Brief A.
Answer these questions from the passage on physical health care for people with mental health and addiction issues:
(i) Who leads the three-year research study?
(ii) What is the third strand of work in the research project?
(iii) Between which months did Equally Well champions complete the survey?
Brief B. Continue the passage on physical health care for people with mental health and addiction issues from the point where it stops.

Document passage.
★ ★ ★ ★ ★

Nourishing the physical health of tāngata whai ora

Advocating against the diagnostic overshadowing for people with mental health and addiction issues in Aotearoa

This is a three-year research study led by Ruth Cunningham, Debbie Peterson and Helen Lockett which is investigating the enablers and barriers that affect the access and quality of physical health care for people with mental health and addiction issues in Aotearoa.

The research project is split into three integrated strands of work:
1. the investigation and analysis of routinely collected data,
2. exploring the stories of people with experience of mental health and addiction issues, and;
3. using these findings to bring change.

The findings from this research will help Equally Well champions bring change

We are excited to see that the Tupuānuku research findings are starting to emerge through publications. This work by Otago University researchers provides a distinctive perspective on New Zealand’s data concerning individuals with mental health and addiction experiences as they seek access to healthcare services. The results of this research will help set the scene for future policy recommendations, workforce development strategies, and resources for health practitioners, policy makers, and people with lived experience.

We would like to thank those Equally Well champions who between February and April 2023 completed the survey that has provided the voices of lived experience in our findings and led to the publication of the results in three key papers so far.

★ ★ ★ ★ ★

Recorded data.
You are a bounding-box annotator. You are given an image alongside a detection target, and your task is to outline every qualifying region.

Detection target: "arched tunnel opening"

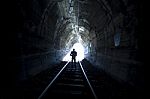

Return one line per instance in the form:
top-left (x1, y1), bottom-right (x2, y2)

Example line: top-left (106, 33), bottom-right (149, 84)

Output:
top-left (2, 0), bottom-right (144, 99)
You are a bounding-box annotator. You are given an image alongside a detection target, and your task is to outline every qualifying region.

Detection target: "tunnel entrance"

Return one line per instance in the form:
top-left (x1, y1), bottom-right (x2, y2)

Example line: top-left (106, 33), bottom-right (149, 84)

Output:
top-left (63, 43), bottom-right (84, 61)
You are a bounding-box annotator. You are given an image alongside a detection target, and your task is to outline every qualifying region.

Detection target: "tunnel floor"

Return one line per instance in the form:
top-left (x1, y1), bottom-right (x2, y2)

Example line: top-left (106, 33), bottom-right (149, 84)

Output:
top-left (6, 60), bottom-right (142, 99)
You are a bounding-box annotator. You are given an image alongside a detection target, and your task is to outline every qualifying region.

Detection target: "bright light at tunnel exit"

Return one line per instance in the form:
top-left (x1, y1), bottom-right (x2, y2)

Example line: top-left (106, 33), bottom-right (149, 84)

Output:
top-left (63, 43), bottom-right (84, 61)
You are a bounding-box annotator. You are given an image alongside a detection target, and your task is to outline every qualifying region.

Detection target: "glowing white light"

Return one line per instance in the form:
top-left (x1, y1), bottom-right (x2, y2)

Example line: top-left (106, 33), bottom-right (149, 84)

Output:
top-left (63, 43), bottom-right (84, 61)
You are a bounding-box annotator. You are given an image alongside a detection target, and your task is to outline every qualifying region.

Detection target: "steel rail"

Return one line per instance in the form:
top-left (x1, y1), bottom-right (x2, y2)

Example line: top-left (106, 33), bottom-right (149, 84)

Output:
top-left (79, 61), bottom-right (98, 99)
top-left (38, 61), bottom-right (69, 99)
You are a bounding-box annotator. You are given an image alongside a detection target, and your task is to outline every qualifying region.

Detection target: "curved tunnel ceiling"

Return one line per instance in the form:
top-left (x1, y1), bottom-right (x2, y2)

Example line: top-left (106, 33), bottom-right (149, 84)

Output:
top-left (52, 0), bottom-right (110, 50)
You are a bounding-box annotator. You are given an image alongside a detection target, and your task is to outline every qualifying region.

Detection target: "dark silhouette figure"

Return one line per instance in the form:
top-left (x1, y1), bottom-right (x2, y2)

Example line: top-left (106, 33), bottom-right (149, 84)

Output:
top-left (70, 49), bottom-right (77, 64)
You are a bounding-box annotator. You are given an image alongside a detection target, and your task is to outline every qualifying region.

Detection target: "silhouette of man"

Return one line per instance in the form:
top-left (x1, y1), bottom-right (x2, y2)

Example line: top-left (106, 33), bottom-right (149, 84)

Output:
top-left (70, 49), bottom-right (77, 63)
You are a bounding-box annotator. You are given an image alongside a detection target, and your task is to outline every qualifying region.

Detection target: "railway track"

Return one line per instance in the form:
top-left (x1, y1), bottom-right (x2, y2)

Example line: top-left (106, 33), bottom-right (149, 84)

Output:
top-left (38, 62), bottom-right (97, 99)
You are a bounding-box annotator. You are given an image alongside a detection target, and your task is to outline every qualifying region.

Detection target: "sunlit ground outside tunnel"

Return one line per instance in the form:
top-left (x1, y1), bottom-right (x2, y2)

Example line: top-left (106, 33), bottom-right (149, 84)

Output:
top-left (63, 43), bottom-right (84, 61)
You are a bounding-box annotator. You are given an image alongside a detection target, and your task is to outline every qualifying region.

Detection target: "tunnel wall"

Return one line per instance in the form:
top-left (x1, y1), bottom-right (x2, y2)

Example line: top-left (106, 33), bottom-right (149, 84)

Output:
top-left (87, 0), bottom-right (144, 87)
top-left (3, 0), bottom-right (62, 83)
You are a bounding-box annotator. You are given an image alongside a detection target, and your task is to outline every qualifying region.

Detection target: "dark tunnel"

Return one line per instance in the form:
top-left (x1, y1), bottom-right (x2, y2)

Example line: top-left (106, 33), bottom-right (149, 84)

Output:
top-left (1, 0), bottom-right (144, 99)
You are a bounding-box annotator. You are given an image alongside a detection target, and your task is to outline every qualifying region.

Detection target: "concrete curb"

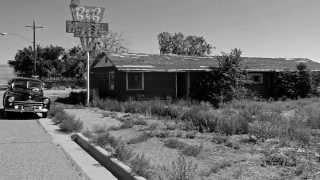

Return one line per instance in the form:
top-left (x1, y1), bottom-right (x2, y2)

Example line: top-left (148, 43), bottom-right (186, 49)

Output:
top-left (38, 119), bottom-right (117, 180)
top-left (71, 133), bottom-right (146, 180)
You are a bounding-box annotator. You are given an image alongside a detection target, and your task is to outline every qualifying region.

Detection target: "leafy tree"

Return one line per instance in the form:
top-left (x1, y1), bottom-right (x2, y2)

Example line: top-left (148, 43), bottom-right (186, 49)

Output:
top-left (191, 49), bottom-right (245, 107)
top-left (92, 31), bottom-right (128, 56)
top-left (8, 46), bottom-right (34, 76)
top-left (295, 63), bottom-right (311, 98)
top-left (275, 63), bottom-right (312, 99)
top-left (158, 32), bottom-right (213, 56)
top-left (8, 45), bottom-right (64, 77)
top-left (62, 46), bottom-right (87, 79)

★ ★ ★ ★ ★

Answer space A.
(i) Ruth Cunningham, Debbie Peterson and Helen Lockett
(ii) Using these findings to bring change
(iii) February and April 2023

Answer space B.
This study investigated experiences of people with mental health and substance use issues who sought help for a physical health condition in primary healthcare services, examining quality of care attributes. The majority of people reported positive experiences of primary care services however, experiences differed by diagnosis, number of diagnoses, and some demographic characteristics.


The aims of this paper were to describe how people with mental health and addiction issues experienced discrimination in physical health services, and to explore the likely underlying beliefs of clinicians that lead to discrimination in physical healthcare.


Following on from the previous two papers, this paper used the survey data to identify strategies used by people with mental health and addiction issues to avoid or minimise the impact of discrimination from physical health services. Strategies identified often meant people did not seek help or compromised the quality of their care.